■ **PROBLEM DETAILS**
Tally up the lines below that carry the word "locate", answering with the figure alone.

■ **PROVIDED INFORMATION**

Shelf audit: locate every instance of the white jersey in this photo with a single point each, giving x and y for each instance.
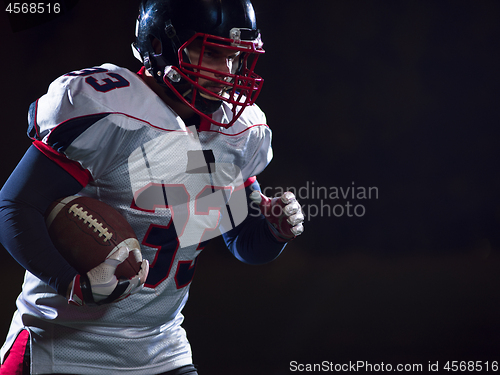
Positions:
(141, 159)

--

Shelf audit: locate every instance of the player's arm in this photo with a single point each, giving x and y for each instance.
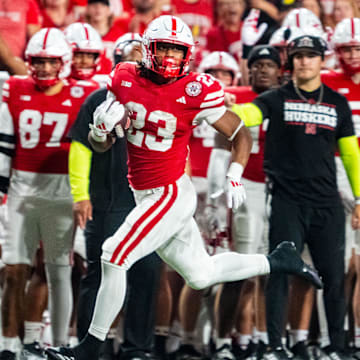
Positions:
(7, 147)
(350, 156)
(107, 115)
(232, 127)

■ **EXPECTED ANSWER**
2